• Prompt
Each entry below is to be duplicated verbatim.
Start of Block
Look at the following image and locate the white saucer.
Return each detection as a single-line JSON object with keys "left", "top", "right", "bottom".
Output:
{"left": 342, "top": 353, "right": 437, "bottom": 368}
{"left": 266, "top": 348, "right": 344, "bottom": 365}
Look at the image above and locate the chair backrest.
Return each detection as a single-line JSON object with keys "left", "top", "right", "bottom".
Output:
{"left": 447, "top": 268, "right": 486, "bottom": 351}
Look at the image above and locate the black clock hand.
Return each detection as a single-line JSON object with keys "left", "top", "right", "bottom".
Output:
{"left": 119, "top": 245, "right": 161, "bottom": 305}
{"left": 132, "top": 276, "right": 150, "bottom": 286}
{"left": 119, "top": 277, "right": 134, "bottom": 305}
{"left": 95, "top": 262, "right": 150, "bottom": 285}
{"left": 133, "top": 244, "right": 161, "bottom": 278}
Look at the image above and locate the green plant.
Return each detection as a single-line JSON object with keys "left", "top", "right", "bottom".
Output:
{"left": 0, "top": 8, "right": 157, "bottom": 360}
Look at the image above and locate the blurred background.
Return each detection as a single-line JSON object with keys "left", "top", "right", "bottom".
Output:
End of Block
• Your response
Look at the following image and locate the white saucer.
Return each detection as a single-line JSON object with keys "left", "top", "right", "bottom".
Output:
{"left": 342, "top": 353, "right": 437, "bottom": 368}
{"left": 266, "top": 348, "right": 344, "bottom": 365}
Look at the image above and locate the chair backrest.
Return each detection as a single-line JSON object with keys "left", "top", "right", "bottom".
Output:
{"left": 447, "top": 268, "right": 486, "bottom": 351}
Look at the image above and locate the black clock hand.
Return each detection as a single-line JSON object with keys "left", "top", "right", "bottom".
Output:
{"left": 119, "top": 245, "right": 161, "bottom": 305}
{"left": 132, "top": 276, "right": 150, "bottom": 286}
{"left": 119, "top": 277, "right": 134, "bottom": 305}
{"left": 95, "top": 262, "right": 150, "bottom": 285}
{"left": 133, "top": 244, "right": 161, "bottom": 278}
Look at the image above and locate the green plant.
Return each detection as a single-line JSON object with keys "left", "top", "right", "bottom".
Output:
{"left": 0, "top": 8, "right": 157, "bottom": 360}
Look at the image above and locate the blurred background.
Return each detection as a single-line JSON object with keys "left", "top", "right", "bottom".
Output:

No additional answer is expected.